# Our HRI rescue



## luv3havs (Jul 27, 2007)

Hi,
Thought you all might like an update on Finnegan, our new boy.

He just loves our grandchild, Stella and follows her everywhere and plunks himself right down next to her. (Of course we watch them carefully).

Here are some pics. As you can see, 22 month-old Stella's current favorite toy is the ex-pen. She also likes to crawl into the dog crate and close the door. LOL.

Finnegan is a wonderful dog. Of all our 3 dogs, he likes children the best.
We couldn't have asked for a better dog. 

Thanks to HRI!


----------



## kudo2u (Mar 7, 2009)

What beautiful photos! Thank you for those, and for the update. Looks like Finnegan was just what your family needed! :biggrin1:


----------



## pjewel (Apr 11, 2007)

You scared me at first when you said you thought they did the right thing. Thank goodness it didn't mean what I feared. I'm so happy for him and for your family. Finnegan did indeed begin again. Give that boy a little kiss from me.


----------



## mintchip (Apr 19, 2007)

pjewel said:


> You scared me at first when you said you thought they did the right thing. Thank goodness it didn't mean what I feared. I'm so happy for him and for your family. Finnegan did indeed begin again. Give that boy a little kiss from me.


Me too!
Hopefully now that _other family_ will have time to start training their kid how to treat animals correctly!


----------



## luv3havs (Jul 27, 2007)

I don't know their situation, but we're glad he's our dog now.
◆ ◆ ◆
__PROBLEM 1__
Answer these questions using the forum thread about Finnegan:
(a) How old is Stella?
(b) What does mintchip hope the other family will now have time to do?
(c) In the final post, what does luv3havs say they don't know?
__PROBLEM 2__
Can you summarize the forum thread about Finnegan in two sentences?
__PROBLEM 3__
Extend the forum thread about Finnegan, starting after its last post.
The rows are taken from a separate source.

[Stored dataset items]
◆ ◆ ◆
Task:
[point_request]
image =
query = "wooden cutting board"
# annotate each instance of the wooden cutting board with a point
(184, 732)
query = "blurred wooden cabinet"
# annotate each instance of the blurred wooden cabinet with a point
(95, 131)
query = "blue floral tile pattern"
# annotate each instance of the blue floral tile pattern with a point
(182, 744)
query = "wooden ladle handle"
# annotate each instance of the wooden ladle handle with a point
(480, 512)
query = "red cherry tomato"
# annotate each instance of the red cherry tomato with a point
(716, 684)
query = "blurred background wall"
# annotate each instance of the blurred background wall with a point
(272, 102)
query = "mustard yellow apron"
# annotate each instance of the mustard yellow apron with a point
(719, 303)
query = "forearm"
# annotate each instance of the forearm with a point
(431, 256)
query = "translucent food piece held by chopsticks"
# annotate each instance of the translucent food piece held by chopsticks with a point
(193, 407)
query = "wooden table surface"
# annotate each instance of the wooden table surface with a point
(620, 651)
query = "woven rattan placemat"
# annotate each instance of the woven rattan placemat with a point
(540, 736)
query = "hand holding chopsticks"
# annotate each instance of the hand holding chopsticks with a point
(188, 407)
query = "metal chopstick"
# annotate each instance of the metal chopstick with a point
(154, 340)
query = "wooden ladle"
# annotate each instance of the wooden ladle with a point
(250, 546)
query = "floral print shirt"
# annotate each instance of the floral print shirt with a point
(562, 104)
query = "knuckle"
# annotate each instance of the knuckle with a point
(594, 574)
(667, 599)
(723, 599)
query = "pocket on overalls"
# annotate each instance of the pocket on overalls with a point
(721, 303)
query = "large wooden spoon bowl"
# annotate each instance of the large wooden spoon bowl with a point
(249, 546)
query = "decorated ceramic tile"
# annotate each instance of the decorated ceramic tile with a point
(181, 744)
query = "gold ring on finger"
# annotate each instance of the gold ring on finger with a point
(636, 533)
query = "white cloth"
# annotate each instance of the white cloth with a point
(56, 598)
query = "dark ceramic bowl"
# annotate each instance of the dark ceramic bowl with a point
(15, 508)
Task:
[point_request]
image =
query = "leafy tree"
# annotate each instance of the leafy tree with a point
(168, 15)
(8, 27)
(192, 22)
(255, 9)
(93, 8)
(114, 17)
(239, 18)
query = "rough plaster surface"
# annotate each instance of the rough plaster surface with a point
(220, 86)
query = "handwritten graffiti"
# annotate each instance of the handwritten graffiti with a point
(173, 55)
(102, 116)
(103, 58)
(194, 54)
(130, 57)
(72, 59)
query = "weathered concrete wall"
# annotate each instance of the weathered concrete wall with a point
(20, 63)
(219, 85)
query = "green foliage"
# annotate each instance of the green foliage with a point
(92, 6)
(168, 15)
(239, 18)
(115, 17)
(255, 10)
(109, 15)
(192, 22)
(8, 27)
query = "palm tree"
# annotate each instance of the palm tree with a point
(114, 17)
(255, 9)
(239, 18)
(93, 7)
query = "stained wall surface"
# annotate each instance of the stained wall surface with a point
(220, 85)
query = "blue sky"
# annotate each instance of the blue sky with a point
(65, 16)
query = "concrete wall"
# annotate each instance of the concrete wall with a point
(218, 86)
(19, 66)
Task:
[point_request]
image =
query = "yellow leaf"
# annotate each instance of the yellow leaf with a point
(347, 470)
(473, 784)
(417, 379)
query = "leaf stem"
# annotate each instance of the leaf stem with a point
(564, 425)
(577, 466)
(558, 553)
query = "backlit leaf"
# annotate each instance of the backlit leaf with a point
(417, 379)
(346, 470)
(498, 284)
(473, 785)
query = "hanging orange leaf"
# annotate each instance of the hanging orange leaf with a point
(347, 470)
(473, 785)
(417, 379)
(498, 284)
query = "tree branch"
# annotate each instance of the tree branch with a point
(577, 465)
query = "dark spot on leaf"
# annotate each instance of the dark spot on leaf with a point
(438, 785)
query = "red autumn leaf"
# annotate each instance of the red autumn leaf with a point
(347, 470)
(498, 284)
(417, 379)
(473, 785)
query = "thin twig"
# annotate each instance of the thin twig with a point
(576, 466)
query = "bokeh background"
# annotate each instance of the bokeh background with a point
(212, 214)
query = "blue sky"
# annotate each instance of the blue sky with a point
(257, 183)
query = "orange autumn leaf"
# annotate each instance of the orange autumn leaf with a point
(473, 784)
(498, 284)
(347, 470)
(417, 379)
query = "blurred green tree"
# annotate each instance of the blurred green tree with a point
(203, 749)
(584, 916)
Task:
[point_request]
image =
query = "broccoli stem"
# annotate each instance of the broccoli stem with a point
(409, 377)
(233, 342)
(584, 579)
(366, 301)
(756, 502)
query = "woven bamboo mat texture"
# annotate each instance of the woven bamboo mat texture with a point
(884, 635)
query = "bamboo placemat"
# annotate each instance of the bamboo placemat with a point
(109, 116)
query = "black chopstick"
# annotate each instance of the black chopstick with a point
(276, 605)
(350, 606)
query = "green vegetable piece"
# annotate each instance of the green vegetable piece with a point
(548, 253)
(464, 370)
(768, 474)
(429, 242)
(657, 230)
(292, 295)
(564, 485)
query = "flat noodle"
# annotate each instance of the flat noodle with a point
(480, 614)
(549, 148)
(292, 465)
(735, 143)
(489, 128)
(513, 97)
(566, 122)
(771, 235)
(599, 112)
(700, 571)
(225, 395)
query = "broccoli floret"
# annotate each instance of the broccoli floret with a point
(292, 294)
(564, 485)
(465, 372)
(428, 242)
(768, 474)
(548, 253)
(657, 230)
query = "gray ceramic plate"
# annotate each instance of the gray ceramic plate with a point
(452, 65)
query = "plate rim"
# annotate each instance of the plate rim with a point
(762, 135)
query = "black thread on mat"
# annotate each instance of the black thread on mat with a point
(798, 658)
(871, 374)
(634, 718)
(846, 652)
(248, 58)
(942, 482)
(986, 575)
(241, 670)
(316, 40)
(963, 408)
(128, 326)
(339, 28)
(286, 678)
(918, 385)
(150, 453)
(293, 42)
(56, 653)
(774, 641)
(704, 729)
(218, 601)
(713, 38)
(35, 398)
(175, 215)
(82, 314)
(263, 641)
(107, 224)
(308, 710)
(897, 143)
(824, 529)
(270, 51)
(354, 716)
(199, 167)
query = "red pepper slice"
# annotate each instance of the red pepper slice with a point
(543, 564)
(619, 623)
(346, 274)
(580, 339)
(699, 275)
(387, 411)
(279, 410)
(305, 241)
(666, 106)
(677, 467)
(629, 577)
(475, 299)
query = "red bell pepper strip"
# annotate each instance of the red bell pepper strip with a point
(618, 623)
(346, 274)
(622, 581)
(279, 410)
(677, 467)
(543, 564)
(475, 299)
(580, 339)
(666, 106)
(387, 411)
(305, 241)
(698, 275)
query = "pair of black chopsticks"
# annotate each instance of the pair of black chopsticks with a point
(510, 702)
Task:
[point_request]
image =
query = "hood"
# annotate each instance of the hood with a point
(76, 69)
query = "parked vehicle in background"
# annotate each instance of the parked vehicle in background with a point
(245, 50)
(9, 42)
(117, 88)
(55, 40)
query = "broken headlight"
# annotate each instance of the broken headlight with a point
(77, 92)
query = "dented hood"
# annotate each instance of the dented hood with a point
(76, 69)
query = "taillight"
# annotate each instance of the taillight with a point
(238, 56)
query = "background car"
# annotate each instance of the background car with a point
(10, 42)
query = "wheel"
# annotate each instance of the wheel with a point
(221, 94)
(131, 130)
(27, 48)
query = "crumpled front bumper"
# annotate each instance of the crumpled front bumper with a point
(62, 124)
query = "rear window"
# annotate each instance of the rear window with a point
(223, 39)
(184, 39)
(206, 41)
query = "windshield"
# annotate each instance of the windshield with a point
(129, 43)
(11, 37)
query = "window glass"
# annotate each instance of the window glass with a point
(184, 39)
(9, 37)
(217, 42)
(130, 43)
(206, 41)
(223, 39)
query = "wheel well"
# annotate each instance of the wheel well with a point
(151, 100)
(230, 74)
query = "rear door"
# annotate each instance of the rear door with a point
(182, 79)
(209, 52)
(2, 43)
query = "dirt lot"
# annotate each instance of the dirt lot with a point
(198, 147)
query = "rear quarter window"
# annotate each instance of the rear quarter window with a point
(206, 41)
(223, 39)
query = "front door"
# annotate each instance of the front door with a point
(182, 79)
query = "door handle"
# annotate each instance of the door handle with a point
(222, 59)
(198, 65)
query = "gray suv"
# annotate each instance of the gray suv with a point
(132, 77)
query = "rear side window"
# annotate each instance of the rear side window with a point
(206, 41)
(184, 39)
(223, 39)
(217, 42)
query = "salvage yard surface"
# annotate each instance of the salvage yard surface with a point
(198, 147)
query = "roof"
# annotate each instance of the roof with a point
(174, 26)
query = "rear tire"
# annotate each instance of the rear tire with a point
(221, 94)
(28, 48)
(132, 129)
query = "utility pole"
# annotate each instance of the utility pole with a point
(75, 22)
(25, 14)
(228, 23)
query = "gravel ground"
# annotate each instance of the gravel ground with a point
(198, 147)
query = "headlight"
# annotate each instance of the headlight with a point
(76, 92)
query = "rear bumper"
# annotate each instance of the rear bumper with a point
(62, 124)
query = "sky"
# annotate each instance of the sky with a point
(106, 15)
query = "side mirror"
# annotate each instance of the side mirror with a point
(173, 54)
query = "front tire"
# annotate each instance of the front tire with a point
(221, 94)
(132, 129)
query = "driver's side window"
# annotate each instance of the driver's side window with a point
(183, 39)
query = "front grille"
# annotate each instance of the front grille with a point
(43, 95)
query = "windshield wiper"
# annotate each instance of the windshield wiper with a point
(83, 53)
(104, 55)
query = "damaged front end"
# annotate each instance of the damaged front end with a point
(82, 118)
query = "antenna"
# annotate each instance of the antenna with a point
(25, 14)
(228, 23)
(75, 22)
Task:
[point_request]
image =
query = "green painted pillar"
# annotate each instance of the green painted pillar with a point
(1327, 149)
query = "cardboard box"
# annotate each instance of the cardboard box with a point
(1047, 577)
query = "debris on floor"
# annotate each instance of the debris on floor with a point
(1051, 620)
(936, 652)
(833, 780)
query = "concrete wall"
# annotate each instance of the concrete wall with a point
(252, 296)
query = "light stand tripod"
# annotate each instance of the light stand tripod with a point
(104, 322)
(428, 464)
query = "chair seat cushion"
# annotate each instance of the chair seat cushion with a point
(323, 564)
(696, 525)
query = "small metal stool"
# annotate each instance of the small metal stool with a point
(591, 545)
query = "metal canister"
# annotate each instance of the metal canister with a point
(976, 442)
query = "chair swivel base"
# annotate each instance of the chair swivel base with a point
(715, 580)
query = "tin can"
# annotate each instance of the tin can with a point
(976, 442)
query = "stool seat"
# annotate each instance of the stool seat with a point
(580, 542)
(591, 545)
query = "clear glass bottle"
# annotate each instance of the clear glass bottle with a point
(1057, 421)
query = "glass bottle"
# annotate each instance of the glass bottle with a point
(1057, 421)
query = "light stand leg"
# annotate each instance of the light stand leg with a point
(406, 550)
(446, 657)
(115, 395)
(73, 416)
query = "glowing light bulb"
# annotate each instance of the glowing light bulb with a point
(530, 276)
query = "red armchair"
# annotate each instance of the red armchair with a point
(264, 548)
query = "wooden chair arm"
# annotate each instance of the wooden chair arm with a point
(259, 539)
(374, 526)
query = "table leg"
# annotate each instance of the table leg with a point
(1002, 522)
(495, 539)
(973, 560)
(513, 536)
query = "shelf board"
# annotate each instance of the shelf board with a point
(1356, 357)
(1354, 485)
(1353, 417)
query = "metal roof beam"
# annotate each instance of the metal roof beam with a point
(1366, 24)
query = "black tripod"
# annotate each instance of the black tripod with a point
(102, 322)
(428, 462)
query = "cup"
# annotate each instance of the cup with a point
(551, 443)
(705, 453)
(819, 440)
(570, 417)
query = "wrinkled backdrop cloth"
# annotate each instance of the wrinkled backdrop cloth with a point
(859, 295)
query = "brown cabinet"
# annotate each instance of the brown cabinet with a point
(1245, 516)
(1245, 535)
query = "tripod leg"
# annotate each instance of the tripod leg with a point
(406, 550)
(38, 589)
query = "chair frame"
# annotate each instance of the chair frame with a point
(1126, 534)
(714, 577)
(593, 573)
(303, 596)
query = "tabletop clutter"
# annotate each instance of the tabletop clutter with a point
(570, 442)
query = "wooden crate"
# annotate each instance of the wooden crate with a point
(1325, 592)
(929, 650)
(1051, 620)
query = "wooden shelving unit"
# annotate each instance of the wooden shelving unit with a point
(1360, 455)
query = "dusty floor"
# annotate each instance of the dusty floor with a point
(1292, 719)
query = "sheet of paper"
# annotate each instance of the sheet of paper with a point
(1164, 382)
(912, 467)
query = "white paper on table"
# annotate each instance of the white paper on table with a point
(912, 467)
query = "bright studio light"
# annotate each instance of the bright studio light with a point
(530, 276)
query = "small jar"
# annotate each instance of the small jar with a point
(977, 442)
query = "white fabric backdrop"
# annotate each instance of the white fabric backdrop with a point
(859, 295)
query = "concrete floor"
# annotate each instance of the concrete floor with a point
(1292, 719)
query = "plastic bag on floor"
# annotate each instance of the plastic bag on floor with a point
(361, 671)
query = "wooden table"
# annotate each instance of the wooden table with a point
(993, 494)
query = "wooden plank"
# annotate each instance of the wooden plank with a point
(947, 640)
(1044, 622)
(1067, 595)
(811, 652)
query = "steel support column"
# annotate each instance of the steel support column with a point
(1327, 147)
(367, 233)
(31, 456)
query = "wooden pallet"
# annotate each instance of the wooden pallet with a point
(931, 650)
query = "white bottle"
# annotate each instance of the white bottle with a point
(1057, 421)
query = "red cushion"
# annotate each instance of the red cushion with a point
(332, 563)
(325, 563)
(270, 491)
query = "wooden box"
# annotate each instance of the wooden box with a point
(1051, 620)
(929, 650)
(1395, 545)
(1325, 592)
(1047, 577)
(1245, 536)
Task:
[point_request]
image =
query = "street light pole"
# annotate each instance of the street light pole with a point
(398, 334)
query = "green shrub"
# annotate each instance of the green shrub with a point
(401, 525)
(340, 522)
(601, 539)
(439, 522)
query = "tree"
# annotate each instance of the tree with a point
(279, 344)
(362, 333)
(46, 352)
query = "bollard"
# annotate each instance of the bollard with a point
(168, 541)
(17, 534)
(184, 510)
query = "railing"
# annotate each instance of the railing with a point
◆ ◆ ◆
__EXERCISE OUTPUT 1__
(a) 22 months old.
(b) Start training their kid how to treat animals correctly.
(c) The other family's situation.

__EXERCISE OUTPUT 2__
A member posts an update and photos of Finnegan, a new dog from HRI who loves their 22-month-old grandchild Stella, follows her everywhere, and likes children best of their three dogs. Other members respond happily to the photos and the update, and the original poster says they are glad he is their dog now.

__EXERCISE OUTPUT 3__
He gets tons of attention here, since my DH is crazy about dogs and so am I.

By the way, that slogan, Finnegan, begin again that you coined, gets said a lot around here! I say it to him all the time, as sort of a nickname


----------



## whitBmom (Nov 27, 2006)

mintchip said:


> Me too!
> Hopefully now that _other family_ will have time to start training their kid how to treat animals correctly!


Agreed, I am sure Finnegan could feel the "intent" and he defended himself. Kids need to understand how to treat animals and parents NEED to teach them. I am happy Finnegan is happy


----------



## mintchip (Apr 19, 2007)

luv2havs said:


> Some people should not have dogs!


........someone needs to train that family!
I know someone who "rescued" a dog because she was having accidents daily 
Well that dog never had one accident in 2 years of being in the new home and was completely house trained in one month


----------



## j.j.'s mom (Aug 16, 2009)

if someone sat on me , i would probably bite them too...:biggrin1:


----------



## pjewel (Apr 11, 2007)

Sorry. When I read it quickly and you said you thought they did the right thing, I thought you were going to say he bit someone (poo poo poo). And BTW, I don't think you can fault a dog for biting someone who sat on him.


----------



## Kathie (Jul 31, 2008)

How lucky for Finnegan that he got a family like yours! BTW, your little granddaughter is precious!


----------



## luv3havs (Jul 27, 2007)

Thanks, Kathie.

We waited a long time for a grandchild and just love having her around. She's our "only".

I have to say, that is not the best picture of her, but it does tell the story!


----------



## boo2352 (Dec 18, 2006)

My grandnieces love playing with MacGyver when they visit him, but last year Phoebe (who was 4) asked me if she could sit on him! At least she asked first. Don't know why she thought of this, but I'm sure he would not have reacted favorably.


----------



## luv3havs (Jul 27, 2007)

That's kind of funny. Good she asked you first!

I'll have to make sure Stella knows not to sit on my lil dogs.

She has 2 big dogs at her house, so she could probably sit on them LOL. The 80 pound lab mix might like it!


----------



## Thumper (Feb 18, 2007)

Finnegan is a Dollbaby!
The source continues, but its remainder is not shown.